*ACTIVITY:*
To complete the exercise, write out all the data exactly.

- - - -

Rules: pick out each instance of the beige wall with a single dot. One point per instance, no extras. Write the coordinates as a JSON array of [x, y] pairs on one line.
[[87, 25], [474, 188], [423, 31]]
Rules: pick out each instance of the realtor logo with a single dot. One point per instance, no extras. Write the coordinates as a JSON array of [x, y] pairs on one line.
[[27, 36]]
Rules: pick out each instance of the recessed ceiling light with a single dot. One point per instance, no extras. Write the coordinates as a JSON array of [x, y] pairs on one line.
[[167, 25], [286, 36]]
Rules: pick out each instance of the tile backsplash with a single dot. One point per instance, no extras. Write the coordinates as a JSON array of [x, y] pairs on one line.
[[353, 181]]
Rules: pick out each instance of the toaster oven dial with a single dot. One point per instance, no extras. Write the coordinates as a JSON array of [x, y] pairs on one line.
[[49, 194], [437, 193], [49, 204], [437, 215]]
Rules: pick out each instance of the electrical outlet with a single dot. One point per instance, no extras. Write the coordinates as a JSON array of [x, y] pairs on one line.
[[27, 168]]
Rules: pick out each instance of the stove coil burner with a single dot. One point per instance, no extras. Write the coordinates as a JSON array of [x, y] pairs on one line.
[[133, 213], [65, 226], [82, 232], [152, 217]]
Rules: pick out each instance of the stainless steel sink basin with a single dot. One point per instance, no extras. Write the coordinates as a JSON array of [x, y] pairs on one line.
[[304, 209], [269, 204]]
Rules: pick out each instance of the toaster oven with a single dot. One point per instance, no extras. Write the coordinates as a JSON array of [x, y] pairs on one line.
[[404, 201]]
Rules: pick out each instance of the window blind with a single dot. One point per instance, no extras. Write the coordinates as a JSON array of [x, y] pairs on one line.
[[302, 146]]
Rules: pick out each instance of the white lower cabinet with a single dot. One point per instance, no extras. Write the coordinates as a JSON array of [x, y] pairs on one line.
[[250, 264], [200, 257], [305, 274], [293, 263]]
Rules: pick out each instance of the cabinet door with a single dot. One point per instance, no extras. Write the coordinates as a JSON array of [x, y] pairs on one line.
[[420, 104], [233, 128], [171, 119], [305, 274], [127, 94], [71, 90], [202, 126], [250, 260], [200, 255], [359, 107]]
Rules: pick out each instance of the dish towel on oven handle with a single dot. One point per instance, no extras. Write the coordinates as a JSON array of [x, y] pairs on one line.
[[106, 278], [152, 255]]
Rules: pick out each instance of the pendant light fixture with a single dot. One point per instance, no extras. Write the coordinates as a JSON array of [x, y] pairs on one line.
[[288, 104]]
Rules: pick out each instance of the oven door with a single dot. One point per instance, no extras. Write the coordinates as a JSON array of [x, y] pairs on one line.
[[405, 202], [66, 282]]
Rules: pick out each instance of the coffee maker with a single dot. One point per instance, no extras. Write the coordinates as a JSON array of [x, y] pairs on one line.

- - - -

*TASK ANSWER:*
Rules: pick out each instance of the beige wall with a single dot. One point per instance, no extras. Write the coordinates as a JSON array of [x, y] pairs on one line.
[[87, 25], [474, 188], [423, 31]]
Rules: pick out each instance of the realtor logo with a single dot. One point per instance, no extras. Write the coordinates as a JSON array of [x, y] pairs on one line.
[[27, 36]]
Rules: pick out each instance of the recessed ceiling light with a single dot. One point per instance, no extras. Write the coordinates as a JSON array of [x, y] pairs on one line.
[[167, 25], [286, 36]]
Rules: pick out each instance of the tile backsplash with a single dot. One point per instance, no extras. Write the coordinates as a JSON array of [x, y] pairs on one line.
[[353, 181]]
Rules: pick out each instance of the toaster oven dial with a single dot. One point per instance, no extras. Write the coordinates as a JSON array of [x, y] pairs on one line.
[[49, 194], [437, 193], [49, 204], [437, 215]]
Rules: pick out each instance of the electrical outlet with a single dot. One point per instance, no extras. Write the coordinates as a JSON array of [x, y] pairs on one line.
[[27, 168]]
Rules: pick out each instance of the stove coil burner with a single dot. One point per instance, no extras. Write the coordinates as a JSON array of [x, y] pairs on one line.
[[133, 213], [65, 226], [82, 232], [152, 217]]
Rules: pick out each instance of the stainless steel sink basin with a single dot. One point per instance, no extras. Write the coordinates as a JSON array of [x, y] pairs on one line.
[[304, 209], [269, 204]]
Rules: pick out each instance of the toaster oven with a single dot. One point per instance, no extras. Write the coordinates as a JSON array of [x, y] pairs on one line.
[[404, 201]]
Rules: pick out each instance of the window blind with a single dot. One point per instance, no extras. Write the coordinates as a JSON array of [x, y] pairs on one line.
[[302, 146]]
Rules: pick out each instance of the white lower cabinet with a single dot. One point per instance, no extras. Write the coordinates as a JSON array of [x, y] pairs on one line.
[[250, 264], [200, 257], [305, 274], [293, 263]]
Rules: pick out each instance of the cabinet door with a single dot. One point per instance, no extras. Write the coordinates as a JSON array of [x, y] pairs on one line.
[[420, 104], [233, 128], [171, 119], [305, 274], [127, 94], [71, 90], [202, 126], [250, 260], [200, 255], [359, 107]]
Rules: pick out each instance of the dish towel on oven handle with a single dot. One point per instance, no extras. Write the coordinates as a JSON array of [x, y] pairs on one line.
[[106, 278], [152, 255]]
Rules: pick out each instance of the pendant light fixture with a single dot. One point per instance, no extras. Write the coordinates as a JSON array of [x, y] pairs on one line.
[[288, 104]]
Rules: pick out each instance of the oven door with a single dot. One point per instance, no extras. Write the coordinates as a JSON array of [x, y] pairs on one line.
[[405, 202], [66, 282]]
Rules: pick out each instance of the coffee maker with a single dot. One point per instance, no extras. Write the coordinates as a JSON array of [x, y] pairs on one line.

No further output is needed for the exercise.